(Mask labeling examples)
[start]

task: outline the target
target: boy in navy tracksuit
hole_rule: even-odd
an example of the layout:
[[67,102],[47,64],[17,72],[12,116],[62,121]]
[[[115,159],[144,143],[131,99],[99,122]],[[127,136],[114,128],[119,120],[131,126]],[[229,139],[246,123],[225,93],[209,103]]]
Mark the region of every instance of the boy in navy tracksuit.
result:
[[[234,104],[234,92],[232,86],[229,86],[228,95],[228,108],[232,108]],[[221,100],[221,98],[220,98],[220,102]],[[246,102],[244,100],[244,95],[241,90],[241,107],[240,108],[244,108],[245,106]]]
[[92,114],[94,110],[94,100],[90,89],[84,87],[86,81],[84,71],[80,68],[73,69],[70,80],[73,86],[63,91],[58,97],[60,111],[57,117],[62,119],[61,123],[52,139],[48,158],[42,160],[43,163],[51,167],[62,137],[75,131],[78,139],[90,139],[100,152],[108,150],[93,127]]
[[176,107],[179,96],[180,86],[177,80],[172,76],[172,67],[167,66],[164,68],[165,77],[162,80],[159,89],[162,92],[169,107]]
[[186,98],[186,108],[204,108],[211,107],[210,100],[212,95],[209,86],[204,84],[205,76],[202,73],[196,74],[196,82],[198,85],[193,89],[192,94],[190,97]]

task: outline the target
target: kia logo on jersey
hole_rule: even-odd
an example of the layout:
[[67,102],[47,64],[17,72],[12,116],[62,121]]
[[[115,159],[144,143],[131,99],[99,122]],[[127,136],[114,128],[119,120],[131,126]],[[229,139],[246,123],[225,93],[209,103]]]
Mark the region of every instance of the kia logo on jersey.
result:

[end]

PROBLEM REQUIREMENTS — Can you put each line of the listing above into a JSON list of strings, one string per line, with the blank lines left out?

SOLVED PROBLEM —
[
  "task: outline the target",
  "target: boy in navy tracksuit",
  "hole_rule: even-odd",
  "an example of the layout:",
  "[[67,102],[47,64],[17,72],[12,116],[62,121]]",
  "[[[115,159],[144,143],[131,99],[99,122]],[[127,136],[114,128],[119,120],[131,126]],[[229,139],[246,123],[225,93],[209,103]]]",
  "Mark the region of every instance of the boy in navy tracksuit.",
  "result:",
  "[[[234,104],[234,92],[232,86],[229,86],[228,95],[228,108],[232,108]],[[221,100],[221,98],[220,98],[220,102]],[[246,102],[244,100],[244,95],[241,90],[241,107],[240,108],[244,108],[245,106]]]",
  "[[92,114],[94,110],[94,100],[90,89],[84,87],[86,81],[84,71],[80,68],[73,69],[70,80],[73,86],[63,91],[58,97],[60,111],[57,117],[62,119],[61,123],[52,139],[48,158],[42,160],[43,163],[51,167],[62,137],[75,131],[78,139],[90,139],[100,152],[108,150],[93,127]]",
  "[[176,107],[179,96],[180,86],[177,80],[172,76],[172,67],[167,66],[164,68],[165,77],[162,80],[159,89],[162,92],[169,107]]",
  "[[186,98],[186,108],[204,108],[211,107],[210,100],[212,95],[209,86],[204,84],[205,76],[202,73],[196,74],[196,82],[198,85],[193,89],[192,94],[190,97]]",
  "task: outline the target",
  "target: kia logo on jersey",
  "hole_rule: even-odd",
  "an example of the layout:",
  "[[67,102],[47,64],[17,72],[12,116],[62,121]]",
  "[[[115,159],[144,143],[131,99],[99,122]],[[127,136],[114,128],[119,120],[131,126]],[[229,139],[246,123],[225,93],[209,103]]]",
  "Mark the region of every instance of the kia logo on jersey.",
  "result:"
]